Par son interactivité, internet a induit de nombreux changements dans les rapports entre les entreprises et leurs clients. Au passage, le rôle des intermédiaires s'est transformé...

L'exemple de Napster est très intéressant pour comparer les économies d'une diffusion des contenus en P2P (« peer-to-peer » ou « poste à poste ») par rapport à une diffusion par un serveur centralisé. C'est une bonne illustration des possibilités d'internet par rapport à une infrastructure de réseau centralisée.

Rappelons que dans le cas de Napster et, plus généralement, du P2P dont on connaît l'impact sur la diffusion de la musique, le serveur central ne sert que de répertoire facilitant les recherches, mais qu'il ne stocke pas les fichiers musicaux qui sont dispersés dans la communauté. C'est un mode de fonctionnement économique par nature puisque chacun assure la saisie et le stockage de ses fichiers. Les conséquences en coût de distribution sont très importantes.

#### Consignes de l'exercice
- A) D'après le texte sur Napster et le P2P, à quoi sert le serveur central ?
- B) Poursuivez le texte sur Napster et le P2P à partir de sa dernière phrase.

#### Extraits d'un jeu de données d'étiquetage de points
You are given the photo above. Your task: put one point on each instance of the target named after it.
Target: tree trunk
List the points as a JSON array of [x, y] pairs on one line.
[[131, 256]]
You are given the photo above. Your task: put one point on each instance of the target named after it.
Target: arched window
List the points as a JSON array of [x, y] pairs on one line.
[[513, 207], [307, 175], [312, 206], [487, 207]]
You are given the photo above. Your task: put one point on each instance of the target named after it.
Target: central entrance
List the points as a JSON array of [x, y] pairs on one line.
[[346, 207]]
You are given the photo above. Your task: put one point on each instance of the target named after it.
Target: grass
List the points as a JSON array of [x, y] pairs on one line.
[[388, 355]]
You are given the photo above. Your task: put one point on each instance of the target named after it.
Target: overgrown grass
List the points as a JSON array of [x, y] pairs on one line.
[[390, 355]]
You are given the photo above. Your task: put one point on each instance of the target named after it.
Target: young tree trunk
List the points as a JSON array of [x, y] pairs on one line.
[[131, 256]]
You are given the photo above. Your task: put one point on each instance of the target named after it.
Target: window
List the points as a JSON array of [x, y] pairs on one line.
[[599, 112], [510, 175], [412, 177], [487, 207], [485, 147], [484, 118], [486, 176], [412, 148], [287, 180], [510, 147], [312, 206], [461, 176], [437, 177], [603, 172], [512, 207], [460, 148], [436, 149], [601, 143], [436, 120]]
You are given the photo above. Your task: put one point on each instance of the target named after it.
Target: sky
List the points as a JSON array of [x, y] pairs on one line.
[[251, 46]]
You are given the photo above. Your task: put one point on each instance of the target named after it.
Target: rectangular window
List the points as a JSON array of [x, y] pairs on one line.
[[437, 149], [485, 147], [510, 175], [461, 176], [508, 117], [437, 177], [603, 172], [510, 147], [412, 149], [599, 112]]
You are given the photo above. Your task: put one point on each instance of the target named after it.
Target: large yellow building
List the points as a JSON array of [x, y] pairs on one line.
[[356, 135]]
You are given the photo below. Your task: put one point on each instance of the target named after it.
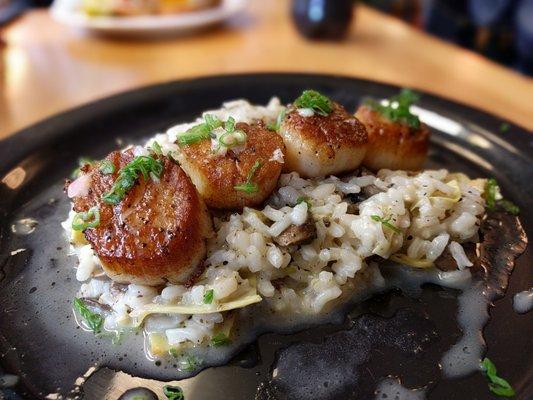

#### Résultats de l'exercice
- A) Il ne sert que de répertoire facilitant les recherches, sans stocker les fichiers musicaux.

- B)
Étant donné que Napster avait, en janvier 2001, 65 millions d'abonnés qui ont téléchargé en moyenne 171 morceaux de musique d'environ trois minutes, il est possible de comparer le coût de la diffusion en P2P à celui d'une diffusion par un serveur centralisé.

L'économie peut se mesurer sur :

  • le coût de l'hébergement,
  • le coût de la bande passante,
  • le coût du réseau des fournisseurs d'accès.

Il faut surtout retenir de ces chiffres que grâce au fonctionnement P2P qui mutualise les ressources selon la loi des réseaux en n (n-1)/2, il devient possible de lancer des entreprises fondées sur des business models impossibles dans des conditions traditionnelles. L'économie de bande passante, généralement sous-estimée, pourrait relancer la diffusion vidéo à la demande en ligne. Elle est difficilement concevable dans un mode client serveur, et ce, malgré l'émergence de projets dont le but premier était peut-être de dissuader les nouveaux entrants plus innovants.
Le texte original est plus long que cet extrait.